■ Excerpt:
^^^^
The public works portfolio of Robert Moses is associated mostly with New York City and its suburbs. But on the map there are a couple of places on the state’s map where his name appears: a State Park in the Thousand Islands, and until 2019, a parkway along the Niagara River. His name was removed because the present generation no longer regards his heavy-handed tactics as positive. In the Niagara region, Moses designed a hydroelectric plant and reservoir that took land away from the Native Tuscarora Nation. The project resulted in the loss of land and the rerouting of two creeks within the reservation: Fish Creek and Gill Creek.
The Native people lost 550 acres to the reservoir, which does not have a name on most maps. Moses proposed it as the Tuscarora Reservoir in his plans, but the Natives likely were offended to have the land taken, flooded, and then named after them. Gill Creek was reduced to a ditch that flows around the perimeter of the reservoir on its way to the Niagara River. Naming the reservoir after Robert Moses also would have caused offense to the Natives. Some maps call it the Lewiston Reservoir after the town in which it is located.
History of the Creek
The oldest map of Gill Creek places it in context of the Battle of Lundy’s Lane during the War of 1812, when the Niagara River was a front line between the British forces in Canada and the Americans. Eight years earlier, the Tuscarora people acquired land at the source of Gill Creek for a reservation with perpetual rights to it. Fish Creek appears on this map as “Fishing Place.” Unlike previous wars where many local Native nations sided with the British, the Tuscarora defended upstate New York from a British invasion. In the coming century, the Niagara Falls became a popular tourist attraction that brought railroads and urbanization to this region, but the reservation remained untouched until Robert Moses arrived with his hydroelectric proposal.
^^^^
Region annotation entries
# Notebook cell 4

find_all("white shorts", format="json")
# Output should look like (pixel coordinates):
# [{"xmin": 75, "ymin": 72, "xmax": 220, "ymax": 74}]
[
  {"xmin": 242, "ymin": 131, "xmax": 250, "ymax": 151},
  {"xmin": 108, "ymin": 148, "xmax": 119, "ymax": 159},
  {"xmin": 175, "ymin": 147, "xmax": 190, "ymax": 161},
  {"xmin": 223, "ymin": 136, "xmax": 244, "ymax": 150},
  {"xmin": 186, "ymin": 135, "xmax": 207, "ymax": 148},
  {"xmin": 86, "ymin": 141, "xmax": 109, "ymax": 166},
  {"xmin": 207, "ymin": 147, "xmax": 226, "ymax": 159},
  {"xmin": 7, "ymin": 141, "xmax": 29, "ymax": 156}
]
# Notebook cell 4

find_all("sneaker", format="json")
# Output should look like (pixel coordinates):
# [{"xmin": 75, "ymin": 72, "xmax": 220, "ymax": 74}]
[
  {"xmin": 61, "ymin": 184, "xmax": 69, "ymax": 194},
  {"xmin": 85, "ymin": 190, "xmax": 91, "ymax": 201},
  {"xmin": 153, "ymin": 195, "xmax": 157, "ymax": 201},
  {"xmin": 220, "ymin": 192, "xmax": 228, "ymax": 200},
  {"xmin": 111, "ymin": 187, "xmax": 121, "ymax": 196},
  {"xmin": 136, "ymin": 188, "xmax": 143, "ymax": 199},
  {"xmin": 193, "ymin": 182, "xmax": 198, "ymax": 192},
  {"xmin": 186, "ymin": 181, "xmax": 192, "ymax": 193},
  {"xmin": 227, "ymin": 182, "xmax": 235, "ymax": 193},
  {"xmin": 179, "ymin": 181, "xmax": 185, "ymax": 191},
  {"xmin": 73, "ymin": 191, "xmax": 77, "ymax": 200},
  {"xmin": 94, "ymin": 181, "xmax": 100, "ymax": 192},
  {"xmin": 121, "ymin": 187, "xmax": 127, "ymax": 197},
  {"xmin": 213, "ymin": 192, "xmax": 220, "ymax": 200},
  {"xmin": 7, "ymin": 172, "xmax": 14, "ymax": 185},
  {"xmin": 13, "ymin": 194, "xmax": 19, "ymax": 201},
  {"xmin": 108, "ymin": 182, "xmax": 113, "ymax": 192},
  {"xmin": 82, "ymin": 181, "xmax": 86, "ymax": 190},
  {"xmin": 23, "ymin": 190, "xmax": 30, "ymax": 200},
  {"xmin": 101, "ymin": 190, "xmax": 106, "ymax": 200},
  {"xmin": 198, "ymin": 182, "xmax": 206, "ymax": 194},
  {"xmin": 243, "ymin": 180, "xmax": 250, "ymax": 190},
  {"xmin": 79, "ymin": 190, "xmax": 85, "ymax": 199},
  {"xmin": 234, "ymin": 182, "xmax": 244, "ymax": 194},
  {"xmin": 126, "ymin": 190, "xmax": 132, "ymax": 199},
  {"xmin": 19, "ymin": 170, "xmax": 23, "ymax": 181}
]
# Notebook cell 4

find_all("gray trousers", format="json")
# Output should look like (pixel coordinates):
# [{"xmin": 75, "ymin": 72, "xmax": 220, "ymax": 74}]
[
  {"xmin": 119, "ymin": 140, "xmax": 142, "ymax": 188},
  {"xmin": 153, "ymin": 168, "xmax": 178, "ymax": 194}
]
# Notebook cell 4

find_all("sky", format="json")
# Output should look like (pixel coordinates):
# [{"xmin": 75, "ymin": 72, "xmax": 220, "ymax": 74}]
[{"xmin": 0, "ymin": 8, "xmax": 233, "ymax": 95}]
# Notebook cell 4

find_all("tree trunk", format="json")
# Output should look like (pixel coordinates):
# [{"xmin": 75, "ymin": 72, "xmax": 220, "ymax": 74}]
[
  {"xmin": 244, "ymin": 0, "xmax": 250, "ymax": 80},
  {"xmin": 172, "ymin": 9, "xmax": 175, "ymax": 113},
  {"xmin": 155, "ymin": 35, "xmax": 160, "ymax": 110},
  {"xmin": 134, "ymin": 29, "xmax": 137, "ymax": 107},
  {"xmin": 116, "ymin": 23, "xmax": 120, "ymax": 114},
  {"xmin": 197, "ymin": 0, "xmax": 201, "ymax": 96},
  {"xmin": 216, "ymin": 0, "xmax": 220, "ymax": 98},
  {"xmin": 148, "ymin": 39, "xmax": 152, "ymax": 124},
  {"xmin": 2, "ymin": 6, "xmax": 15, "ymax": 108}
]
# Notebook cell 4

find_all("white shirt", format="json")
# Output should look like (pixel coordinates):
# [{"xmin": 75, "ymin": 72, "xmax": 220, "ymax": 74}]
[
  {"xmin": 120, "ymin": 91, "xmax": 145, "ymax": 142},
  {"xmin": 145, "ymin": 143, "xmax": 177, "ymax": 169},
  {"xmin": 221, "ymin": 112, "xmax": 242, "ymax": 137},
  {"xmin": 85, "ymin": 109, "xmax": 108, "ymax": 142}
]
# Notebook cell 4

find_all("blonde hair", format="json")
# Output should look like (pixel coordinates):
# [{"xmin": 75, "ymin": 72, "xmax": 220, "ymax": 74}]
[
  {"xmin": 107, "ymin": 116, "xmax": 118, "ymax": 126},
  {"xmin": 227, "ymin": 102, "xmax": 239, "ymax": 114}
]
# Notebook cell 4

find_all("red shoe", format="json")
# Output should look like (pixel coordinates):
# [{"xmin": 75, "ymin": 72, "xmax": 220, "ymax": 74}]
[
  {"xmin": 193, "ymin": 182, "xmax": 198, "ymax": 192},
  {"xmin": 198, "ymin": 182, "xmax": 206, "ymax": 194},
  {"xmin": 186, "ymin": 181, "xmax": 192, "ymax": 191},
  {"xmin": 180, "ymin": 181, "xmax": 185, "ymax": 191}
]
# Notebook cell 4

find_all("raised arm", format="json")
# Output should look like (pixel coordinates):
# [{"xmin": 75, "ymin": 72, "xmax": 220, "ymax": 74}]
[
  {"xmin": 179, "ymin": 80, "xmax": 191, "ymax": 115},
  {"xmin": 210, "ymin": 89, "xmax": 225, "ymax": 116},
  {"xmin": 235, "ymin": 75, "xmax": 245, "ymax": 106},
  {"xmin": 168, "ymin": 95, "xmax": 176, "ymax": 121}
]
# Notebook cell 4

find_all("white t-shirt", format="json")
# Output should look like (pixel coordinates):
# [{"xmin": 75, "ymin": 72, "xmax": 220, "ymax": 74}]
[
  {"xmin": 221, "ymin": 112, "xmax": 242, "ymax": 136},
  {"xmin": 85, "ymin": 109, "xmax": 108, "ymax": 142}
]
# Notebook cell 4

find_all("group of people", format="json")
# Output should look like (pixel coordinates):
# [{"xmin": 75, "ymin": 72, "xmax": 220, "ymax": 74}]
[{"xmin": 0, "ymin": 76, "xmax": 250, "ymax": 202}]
^^^^
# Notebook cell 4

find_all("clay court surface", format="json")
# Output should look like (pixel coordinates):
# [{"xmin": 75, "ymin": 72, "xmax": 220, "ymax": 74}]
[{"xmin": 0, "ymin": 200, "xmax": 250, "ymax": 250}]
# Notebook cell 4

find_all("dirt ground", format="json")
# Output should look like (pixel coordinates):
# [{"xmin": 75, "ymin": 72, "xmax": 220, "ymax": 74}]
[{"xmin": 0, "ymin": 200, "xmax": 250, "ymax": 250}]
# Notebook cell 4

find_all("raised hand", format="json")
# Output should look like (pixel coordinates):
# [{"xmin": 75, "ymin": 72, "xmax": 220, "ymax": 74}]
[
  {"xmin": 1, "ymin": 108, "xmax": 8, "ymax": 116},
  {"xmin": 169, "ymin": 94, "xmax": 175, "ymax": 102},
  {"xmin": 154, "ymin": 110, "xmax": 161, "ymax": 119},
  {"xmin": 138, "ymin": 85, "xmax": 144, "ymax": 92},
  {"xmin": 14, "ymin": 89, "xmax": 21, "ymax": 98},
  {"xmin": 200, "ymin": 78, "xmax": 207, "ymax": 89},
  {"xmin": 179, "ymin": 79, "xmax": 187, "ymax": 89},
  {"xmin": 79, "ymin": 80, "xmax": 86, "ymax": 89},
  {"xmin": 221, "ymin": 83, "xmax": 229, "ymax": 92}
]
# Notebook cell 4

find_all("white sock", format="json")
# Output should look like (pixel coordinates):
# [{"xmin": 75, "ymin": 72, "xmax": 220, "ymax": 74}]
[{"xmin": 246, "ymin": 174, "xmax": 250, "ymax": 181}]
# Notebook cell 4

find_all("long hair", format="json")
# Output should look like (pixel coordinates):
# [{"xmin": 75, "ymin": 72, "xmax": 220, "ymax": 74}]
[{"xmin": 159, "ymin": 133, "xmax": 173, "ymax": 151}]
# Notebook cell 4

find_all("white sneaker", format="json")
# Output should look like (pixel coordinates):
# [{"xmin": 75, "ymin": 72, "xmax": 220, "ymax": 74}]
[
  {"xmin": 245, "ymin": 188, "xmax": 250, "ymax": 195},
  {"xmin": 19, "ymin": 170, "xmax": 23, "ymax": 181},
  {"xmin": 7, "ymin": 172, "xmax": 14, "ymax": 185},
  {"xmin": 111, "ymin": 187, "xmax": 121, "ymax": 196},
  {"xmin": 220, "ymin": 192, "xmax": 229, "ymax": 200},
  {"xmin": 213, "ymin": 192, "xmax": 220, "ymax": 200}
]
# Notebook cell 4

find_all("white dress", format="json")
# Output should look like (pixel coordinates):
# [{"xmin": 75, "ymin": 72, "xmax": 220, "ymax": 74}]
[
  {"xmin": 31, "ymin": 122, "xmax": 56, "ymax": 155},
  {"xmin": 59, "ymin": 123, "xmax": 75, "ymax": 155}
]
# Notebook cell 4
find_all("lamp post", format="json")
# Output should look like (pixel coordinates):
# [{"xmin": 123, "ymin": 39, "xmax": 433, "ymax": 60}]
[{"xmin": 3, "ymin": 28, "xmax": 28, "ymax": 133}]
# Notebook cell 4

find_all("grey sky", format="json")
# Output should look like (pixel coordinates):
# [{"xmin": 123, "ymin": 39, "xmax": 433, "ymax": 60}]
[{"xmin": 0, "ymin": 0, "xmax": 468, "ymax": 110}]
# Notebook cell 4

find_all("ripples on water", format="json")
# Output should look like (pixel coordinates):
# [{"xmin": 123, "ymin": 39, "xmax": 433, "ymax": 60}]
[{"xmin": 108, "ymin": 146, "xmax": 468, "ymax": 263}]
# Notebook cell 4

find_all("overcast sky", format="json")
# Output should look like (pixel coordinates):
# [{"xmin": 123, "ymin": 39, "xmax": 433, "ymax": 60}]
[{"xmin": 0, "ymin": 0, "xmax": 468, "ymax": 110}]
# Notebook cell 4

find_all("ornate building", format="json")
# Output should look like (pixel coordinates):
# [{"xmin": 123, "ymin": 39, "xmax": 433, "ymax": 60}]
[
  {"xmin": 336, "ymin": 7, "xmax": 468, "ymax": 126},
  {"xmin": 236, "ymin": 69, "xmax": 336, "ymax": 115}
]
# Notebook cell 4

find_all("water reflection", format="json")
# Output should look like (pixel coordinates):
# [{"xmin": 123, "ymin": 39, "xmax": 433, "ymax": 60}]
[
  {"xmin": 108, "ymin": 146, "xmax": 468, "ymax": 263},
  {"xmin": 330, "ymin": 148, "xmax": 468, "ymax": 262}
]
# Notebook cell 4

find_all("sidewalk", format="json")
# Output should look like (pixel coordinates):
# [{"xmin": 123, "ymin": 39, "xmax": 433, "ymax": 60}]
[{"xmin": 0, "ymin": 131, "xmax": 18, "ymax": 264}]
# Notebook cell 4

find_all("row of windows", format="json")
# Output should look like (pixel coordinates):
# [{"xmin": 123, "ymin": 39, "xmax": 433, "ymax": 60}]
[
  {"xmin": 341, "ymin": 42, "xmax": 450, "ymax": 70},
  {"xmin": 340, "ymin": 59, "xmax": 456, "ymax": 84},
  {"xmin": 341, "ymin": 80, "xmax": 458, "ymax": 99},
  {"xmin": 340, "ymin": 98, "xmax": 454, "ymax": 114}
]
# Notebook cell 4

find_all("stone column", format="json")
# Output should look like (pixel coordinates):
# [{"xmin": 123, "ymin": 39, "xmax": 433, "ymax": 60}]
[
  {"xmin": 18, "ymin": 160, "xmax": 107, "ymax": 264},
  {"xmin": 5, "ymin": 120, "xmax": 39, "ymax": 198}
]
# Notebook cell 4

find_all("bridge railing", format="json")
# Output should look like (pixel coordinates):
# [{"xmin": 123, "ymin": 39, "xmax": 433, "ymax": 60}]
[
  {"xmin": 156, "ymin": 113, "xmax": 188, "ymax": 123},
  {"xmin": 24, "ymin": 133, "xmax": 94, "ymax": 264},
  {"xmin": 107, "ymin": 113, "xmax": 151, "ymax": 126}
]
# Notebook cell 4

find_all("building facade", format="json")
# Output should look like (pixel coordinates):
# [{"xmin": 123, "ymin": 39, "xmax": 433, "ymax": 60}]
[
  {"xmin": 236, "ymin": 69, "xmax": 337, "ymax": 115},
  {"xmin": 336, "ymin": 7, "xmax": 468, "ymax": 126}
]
^^^^
■ Task instructions:
a – According to the Gill Creek passage, how many acres did the Tuscarora people lose to the reservoir?
b – Please extend the Gill Creek passage, picking up after its final sentence.

■ Answers per task:
a – 550 acres.

b –
On this 1890 map of the reservation, Gill Creek is seen on the southwest corner of the land. The cliff on its north side is the Niagara Escarpment, a ridge that runs between Wisconsin and Rochester. The reservation was composed of farms and common areas.
Moses Takes the Land
In his public documents, Moses argued that any land taken for a public project, Native or white, is compensated as prescribed by the Constitution, with court approval. The loss of land was an appropriation, not confiscation. But then this same report noted that there aren’t so many Tuscaroras living on the reservation and only four families were still engaged in farming. “While the Indians do not need so much land as they once did, the 1,383 acres appropriated from them are absolutely essential to the Niagara project.”
After faulting the Tuscarora for abandoning farming in favor of factory and commercial jobs outside the reservation, Moses then notes that their reservation is not covered by any treaty because this land wasn’t historically Tuscarora. Although they are an Iroquoian people, related to the Five Nations of upstate New York, the Tuscarora homeland was historically in North Carolina. Following their defeat in the Tuscarora War of 1711-15, they migrated to Pennsylvania and New York, joining their ethnolinguistic relatives. In 1804, they bought land for their reservation from a local real estate developer.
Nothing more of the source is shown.